§ Aim of the exercise: Quote the lines below word for word, beginning at the line that contains "point: eyebrow -- for" and stopping after the line that contains "column 107, row 86".

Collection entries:
==================================================

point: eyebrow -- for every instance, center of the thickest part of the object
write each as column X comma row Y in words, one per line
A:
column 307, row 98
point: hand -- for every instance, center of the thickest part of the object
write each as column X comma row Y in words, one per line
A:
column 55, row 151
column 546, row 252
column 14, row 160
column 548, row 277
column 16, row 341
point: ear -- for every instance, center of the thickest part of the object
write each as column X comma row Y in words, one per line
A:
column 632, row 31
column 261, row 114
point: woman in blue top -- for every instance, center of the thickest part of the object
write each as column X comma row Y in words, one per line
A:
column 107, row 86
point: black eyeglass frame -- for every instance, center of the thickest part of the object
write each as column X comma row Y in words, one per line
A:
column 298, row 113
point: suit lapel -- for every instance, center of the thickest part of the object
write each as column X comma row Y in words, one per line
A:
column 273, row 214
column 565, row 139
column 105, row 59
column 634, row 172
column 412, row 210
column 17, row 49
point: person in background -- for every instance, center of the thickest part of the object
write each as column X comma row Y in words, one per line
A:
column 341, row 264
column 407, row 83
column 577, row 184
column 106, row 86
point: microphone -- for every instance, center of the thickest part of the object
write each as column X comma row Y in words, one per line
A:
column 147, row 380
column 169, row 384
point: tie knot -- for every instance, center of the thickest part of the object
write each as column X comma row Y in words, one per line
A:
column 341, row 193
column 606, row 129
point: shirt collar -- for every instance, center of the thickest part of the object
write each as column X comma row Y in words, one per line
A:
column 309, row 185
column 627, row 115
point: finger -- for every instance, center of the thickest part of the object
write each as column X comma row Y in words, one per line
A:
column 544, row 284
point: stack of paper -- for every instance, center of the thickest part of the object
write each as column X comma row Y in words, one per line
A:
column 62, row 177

==================================================

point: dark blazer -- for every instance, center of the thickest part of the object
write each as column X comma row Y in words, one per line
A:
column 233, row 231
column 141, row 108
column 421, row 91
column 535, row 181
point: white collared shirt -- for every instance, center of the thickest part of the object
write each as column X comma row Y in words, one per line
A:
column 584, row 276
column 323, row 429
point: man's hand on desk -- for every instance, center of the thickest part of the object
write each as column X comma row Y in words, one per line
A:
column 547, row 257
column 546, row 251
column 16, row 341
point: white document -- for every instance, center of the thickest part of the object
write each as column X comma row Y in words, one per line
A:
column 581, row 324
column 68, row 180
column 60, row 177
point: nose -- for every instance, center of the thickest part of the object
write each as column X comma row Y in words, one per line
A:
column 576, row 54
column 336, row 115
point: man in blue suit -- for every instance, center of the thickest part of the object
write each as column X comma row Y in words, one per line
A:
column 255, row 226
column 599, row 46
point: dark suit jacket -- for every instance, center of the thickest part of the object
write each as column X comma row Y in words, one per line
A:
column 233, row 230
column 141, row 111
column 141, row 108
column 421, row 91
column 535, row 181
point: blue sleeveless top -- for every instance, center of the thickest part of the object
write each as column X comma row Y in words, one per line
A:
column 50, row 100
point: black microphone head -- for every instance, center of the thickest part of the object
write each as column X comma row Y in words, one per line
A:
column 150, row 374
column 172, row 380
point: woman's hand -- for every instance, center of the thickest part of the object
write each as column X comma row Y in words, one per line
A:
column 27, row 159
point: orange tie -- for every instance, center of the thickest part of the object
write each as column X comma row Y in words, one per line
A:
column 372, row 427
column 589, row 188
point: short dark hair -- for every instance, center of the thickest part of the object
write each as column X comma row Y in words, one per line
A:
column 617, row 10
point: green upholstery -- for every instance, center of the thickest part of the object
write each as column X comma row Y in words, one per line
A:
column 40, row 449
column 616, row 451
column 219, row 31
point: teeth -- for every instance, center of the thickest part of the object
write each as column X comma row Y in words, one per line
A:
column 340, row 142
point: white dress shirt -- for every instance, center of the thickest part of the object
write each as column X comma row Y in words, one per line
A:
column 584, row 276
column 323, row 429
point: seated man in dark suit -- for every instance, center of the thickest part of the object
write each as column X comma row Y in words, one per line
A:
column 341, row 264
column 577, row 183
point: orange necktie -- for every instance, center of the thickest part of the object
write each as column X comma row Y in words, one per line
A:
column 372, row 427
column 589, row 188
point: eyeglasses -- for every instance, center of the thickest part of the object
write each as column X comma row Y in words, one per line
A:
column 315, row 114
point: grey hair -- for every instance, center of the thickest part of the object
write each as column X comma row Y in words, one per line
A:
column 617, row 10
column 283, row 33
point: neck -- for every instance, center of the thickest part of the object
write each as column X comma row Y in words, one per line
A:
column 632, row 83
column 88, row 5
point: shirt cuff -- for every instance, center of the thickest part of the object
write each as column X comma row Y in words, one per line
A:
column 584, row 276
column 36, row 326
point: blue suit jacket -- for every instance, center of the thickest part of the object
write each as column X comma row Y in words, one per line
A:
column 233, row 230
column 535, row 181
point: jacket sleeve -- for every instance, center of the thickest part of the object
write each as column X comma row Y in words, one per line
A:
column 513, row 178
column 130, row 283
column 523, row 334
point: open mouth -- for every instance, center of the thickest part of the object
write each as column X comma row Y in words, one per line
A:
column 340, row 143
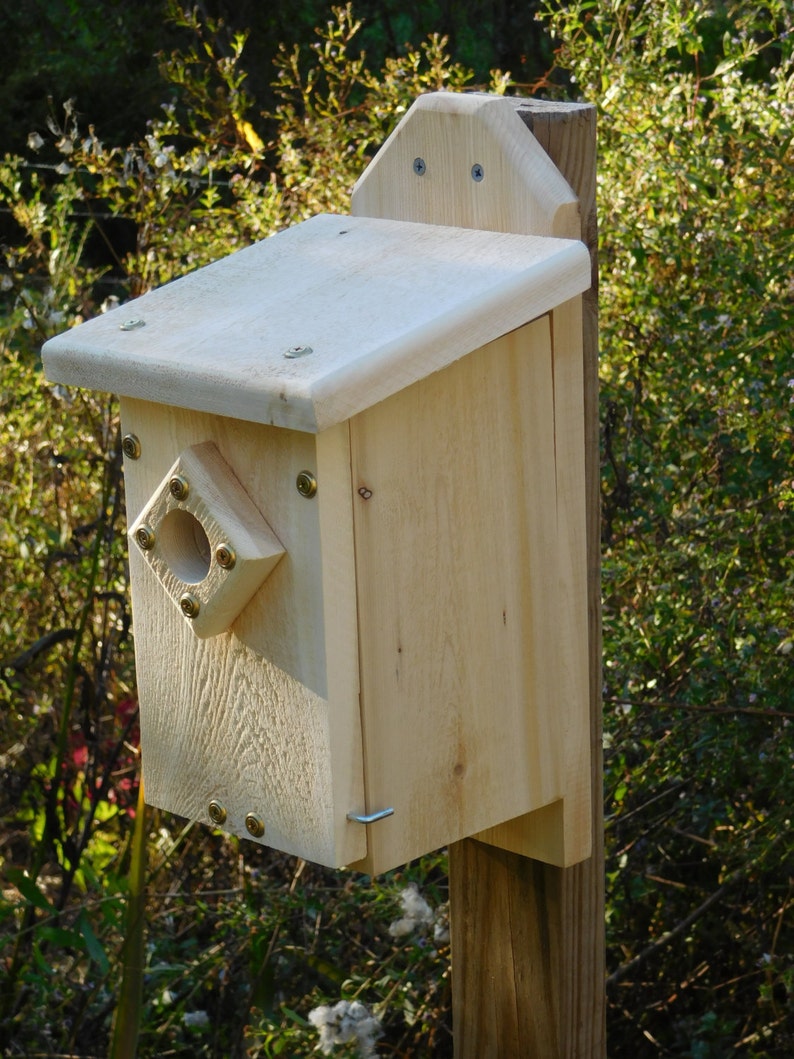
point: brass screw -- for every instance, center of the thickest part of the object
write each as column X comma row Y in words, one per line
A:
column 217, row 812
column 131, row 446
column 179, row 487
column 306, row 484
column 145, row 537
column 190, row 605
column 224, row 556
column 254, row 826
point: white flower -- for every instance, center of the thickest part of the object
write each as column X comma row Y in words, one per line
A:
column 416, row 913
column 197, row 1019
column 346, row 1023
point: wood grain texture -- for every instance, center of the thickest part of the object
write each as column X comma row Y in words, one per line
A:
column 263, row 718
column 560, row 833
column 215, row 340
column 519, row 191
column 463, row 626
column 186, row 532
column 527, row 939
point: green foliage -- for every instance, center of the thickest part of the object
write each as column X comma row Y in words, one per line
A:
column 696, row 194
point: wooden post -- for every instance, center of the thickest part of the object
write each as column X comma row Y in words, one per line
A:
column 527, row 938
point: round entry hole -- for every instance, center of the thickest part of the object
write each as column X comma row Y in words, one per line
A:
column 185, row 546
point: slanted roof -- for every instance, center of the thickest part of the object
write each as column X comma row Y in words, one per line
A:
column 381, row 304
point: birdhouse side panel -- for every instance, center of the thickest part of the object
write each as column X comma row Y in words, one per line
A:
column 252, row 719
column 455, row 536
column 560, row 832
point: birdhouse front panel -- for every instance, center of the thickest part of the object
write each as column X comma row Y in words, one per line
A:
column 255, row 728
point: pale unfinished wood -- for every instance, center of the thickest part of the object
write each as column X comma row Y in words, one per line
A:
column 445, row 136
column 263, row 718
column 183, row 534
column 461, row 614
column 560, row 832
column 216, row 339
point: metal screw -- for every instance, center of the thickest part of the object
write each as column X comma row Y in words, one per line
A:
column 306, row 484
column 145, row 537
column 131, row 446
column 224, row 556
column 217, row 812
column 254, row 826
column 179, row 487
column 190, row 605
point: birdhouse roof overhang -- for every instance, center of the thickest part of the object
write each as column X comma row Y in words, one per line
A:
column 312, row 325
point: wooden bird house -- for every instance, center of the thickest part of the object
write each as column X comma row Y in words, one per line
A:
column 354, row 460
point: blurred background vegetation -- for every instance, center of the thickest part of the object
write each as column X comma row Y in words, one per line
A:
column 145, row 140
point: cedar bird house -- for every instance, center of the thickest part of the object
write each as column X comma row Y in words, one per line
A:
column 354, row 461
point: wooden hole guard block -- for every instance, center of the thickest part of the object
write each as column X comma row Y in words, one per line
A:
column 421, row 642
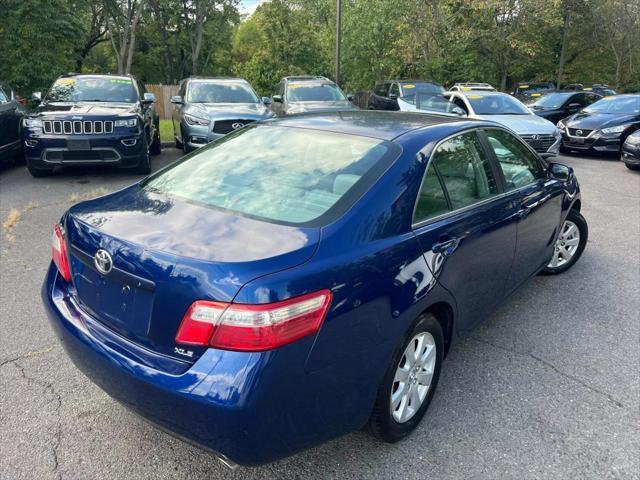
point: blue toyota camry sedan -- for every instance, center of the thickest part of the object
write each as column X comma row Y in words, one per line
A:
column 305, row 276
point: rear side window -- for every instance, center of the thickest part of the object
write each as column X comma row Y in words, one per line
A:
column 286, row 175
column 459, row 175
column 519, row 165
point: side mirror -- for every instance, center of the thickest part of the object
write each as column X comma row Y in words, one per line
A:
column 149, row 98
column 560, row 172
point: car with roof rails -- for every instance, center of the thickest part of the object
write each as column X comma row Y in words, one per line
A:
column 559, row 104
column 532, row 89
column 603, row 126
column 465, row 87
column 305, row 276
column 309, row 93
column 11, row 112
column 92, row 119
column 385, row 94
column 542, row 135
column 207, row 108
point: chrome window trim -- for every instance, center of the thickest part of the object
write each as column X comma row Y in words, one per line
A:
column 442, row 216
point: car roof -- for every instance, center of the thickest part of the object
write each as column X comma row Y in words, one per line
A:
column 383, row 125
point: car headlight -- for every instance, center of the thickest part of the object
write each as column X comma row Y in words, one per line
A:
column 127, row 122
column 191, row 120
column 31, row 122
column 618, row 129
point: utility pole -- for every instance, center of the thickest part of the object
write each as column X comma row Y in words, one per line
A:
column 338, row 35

==================================================

§ Solution to the exercise:
point: eyebrow -- for every instance, center of the thickest part of the object
write each as column X comma row Y in words, one per line
A:
column 307, row 98
point: hand -- for every instance, center of the thickest part of the object
write each as column X comma row Y in words, one per line
A:
column 55, row 151
column 546, row 252
column 14, row 160
column 548, row 277
column 16, row 341
point: ear -- for every instance, center of the thickest part of the object
write each as column X comma row Y in words, one per line
A:
column 632, row 31
column 261, row 114
point: woman in blue top -- for every instance, center of the thickest part of the object
write each as column X comma row Y in words, one per line
A:
column 107, row 86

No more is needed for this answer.